Take the lines below beginning at the line that has "Target: puppy's mouth" and stopping after the line that has "pin: puppy's black", and print them exactly as they are, with no other lines.

==== GIVEN DATA ====

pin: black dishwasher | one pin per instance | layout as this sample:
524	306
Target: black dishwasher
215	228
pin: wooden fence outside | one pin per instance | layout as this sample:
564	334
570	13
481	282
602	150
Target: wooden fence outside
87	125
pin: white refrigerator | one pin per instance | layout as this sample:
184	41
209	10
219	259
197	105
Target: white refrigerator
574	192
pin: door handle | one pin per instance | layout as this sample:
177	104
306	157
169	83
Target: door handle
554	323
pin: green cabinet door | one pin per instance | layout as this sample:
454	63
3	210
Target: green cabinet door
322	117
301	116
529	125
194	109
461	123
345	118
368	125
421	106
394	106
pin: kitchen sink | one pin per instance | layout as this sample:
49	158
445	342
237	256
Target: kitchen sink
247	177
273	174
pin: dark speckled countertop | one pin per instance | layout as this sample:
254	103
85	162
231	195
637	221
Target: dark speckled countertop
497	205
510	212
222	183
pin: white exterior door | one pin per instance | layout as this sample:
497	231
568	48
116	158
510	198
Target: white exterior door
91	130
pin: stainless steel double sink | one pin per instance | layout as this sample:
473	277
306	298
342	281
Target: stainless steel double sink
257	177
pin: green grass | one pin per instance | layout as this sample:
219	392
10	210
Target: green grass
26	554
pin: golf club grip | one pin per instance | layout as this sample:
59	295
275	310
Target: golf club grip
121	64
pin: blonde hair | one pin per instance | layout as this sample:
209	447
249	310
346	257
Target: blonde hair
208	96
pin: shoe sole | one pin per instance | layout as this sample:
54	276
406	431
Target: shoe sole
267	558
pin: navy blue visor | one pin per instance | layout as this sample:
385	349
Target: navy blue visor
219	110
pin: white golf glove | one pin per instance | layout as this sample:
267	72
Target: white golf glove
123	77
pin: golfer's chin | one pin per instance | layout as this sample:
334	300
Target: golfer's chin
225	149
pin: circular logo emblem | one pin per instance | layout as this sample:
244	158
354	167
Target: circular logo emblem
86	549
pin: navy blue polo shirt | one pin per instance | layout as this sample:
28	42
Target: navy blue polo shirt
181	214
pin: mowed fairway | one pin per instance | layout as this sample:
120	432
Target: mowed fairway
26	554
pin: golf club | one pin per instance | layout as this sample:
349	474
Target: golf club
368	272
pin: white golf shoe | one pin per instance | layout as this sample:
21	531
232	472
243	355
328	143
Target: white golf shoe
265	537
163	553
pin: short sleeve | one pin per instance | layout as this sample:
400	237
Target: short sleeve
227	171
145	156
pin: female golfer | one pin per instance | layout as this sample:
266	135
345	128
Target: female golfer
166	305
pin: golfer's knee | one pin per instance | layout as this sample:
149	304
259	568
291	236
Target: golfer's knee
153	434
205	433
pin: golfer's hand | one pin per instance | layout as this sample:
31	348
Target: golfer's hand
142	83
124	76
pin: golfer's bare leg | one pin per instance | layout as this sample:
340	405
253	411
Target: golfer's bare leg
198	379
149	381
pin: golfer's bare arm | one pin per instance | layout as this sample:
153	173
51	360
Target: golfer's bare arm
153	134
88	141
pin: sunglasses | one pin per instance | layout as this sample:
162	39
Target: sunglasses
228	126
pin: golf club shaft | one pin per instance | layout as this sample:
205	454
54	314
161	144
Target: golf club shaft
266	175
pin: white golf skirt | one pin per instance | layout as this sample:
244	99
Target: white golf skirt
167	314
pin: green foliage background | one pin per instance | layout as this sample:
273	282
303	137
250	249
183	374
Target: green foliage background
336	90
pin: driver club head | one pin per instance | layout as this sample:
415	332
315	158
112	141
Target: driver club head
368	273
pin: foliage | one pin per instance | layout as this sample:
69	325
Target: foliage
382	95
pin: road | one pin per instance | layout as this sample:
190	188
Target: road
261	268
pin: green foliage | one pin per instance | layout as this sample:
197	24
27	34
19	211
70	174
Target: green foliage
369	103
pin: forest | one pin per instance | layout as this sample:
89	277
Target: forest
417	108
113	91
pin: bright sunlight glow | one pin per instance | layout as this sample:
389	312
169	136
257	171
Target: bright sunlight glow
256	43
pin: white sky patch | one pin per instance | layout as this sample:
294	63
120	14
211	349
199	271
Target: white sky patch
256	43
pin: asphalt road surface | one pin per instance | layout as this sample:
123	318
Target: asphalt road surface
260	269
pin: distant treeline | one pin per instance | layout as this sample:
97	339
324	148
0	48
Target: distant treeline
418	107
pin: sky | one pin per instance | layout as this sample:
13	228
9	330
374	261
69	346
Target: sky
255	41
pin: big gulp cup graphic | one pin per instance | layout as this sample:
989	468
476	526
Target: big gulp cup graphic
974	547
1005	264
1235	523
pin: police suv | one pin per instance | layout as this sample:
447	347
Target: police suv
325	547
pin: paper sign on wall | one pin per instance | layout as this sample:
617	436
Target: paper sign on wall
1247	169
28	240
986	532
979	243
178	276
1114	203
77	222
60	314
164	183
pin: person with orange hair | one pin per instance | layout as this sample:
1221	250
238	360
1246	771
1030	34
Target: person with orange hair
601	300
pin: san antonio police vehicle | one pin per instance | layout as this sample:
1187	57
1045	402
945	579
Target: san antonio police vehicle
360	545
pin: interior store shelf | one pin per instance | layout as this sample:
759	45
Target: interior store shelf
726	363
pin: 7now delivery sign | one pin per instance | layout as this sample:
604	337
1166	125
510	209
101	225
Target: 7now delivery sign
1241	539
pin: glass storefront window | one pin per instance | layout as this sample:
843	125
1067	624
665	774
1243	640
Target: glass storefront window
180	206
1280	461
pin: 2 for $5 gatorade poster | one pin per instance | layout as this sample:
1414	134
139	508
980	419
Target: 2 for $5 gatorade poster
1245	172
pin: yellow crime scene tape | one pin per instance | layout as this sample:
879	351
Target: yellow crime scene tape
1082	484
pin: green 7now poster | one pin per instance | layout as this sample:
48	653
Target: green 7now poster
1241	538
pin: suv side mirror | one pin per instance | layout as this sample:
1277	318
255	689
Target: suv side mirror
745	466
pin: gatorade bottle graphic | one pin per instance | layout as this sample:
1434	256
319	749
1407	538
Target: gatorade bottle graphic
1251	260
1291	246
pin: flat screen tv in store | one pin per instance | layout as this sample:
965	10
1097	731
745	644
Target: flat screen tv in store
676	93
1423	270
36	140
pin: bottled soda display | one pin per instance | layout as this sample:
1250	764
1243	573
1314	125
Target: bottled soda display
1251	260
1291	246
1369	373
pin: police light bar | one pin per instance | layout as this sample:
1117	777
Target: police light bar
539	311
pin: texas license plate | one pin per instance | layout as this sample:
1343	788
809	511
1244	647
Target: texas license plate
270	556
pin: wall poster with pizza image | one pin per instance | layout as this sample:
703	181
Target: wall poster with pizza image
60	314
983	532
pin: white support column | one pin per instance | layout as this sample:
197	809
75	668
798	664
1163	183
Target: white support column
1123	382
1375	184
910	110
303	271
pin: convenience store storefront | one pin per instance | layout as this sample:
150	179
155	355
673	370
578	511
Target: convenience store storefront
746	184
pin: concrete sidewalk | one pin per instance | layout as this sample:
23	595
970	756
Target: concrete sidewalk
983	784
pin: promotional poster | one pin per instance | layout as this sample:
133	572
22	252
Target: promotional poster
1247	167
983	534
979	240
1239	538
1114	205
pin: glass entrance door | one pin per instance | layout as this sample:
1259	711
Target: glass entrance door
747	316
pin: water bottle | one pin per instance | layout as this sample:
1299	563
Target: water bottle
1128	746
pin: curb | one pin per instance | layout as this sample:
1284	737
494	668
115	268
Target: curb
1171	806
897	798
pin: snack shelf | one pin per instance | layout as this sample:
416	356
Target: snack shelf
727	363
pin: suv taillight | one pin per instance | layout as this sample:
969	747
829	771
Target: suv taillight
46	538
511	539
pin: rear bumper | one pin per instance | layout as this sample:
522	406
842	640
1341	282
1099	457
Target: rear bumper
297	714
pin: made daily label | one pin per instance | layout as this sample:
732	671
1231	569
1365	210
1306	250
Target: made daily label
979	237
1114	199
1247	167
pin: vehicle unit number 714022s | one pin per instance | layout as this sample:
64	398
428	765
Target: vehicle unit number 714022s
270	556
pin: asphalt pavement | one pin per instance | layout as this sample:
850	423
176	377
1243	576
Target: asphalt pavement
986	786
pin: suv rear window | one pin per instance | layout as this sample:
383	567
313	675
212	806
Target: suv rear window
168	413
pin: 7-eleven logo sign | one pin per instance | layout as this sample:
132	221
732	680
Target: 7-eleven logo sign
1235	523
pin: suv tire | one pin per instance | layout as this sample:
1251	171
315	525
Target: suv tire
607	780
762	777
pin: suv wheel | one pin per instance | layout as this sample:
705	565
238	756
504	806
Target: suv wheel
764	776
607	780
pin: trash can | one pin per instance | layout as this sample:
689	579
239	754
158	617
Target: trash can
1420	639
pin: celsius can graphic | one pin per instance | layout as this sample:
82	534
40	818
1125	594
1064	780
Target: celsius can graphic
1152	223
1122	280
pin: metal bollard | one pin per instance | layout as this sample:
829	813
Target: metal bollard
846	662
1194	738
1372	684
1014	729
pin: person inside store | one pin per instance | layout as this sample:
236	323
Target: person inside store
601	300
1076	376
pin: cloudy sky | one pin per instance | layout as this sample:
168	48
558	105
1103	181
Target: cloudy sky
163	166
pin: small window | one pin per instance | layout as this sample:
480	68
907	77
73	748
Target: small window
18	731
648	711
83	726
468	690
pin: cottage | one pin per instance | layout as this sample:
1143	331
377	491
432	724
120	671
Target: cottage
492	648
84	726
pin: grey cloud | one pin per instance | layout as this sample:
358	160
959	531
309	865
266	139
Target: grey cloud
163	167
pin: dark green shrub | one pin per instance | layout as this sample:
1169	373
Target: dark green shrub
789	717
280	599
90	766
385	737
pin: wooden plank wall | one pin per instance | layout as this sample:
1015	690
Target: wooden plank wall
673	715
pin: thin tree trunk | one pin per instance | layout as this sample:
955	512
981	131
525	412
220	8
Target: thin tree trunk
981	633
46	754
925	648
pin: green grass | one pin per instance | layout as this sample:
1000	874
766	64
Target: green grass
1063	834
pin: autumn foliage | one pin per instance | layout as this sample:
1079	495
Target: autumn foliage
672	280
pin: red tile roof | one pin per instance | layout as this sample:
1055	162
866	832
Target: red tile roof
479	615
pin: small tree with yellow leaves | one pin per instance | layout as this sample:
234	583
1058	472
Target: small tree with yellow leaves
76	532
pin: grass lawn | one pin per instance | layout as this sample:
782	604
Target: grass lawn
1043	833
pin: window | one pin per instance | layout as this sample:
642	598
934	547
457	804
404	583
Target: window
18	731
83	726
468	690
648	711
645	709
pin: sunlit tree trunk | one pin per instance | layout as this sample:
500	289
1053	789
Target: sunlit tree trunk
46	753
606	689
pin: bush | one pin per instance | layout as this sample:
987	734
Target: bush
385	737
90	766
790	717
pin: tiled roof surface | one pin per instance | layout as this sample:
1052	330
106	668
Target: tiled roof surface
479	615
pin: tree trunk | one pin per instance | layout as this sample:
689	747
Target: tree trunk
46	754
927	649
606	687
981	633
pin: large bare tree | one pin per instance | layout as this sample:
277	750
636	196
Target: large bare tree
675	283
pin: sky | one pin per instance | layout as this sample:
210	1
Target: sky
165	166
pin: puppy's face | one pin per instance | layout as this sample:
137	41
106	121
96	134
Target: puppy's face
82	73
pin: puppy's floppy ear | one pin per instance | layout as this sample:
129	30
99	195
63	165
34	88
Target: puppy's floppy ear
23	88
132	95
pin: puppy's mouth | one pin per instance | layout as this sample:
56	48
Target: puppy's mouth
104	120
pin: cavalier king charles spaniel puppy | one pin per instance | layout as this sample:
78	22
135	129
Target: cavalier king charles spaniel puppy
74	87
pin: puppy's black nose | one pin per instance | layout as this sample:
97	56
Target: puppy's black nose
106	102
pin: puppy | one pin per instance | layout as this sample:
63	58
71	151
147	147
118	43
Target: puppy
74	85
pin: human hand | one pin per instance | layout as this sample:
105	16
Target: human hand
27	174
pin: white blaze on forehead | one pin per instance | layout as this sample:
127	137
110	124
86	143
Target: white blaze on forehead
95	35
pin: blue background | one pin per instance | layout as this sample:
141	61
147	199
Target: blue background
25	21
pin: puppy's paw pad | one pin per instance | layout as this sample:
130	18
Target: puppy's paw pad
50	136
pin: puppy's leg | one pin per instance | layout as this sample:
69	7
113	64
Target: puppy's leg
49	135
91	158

====

> [EXERCISE SOLUTION]
Target: puppy's mouth
104	120
pin: cavalier king charles spaniel puppy | one pin per instance | layout as this sample:
78	22
135	129
Target: cavalier king charles spaniel puppy
74	87
pin: puppy's black nose | one pin per instance | layout as this sample:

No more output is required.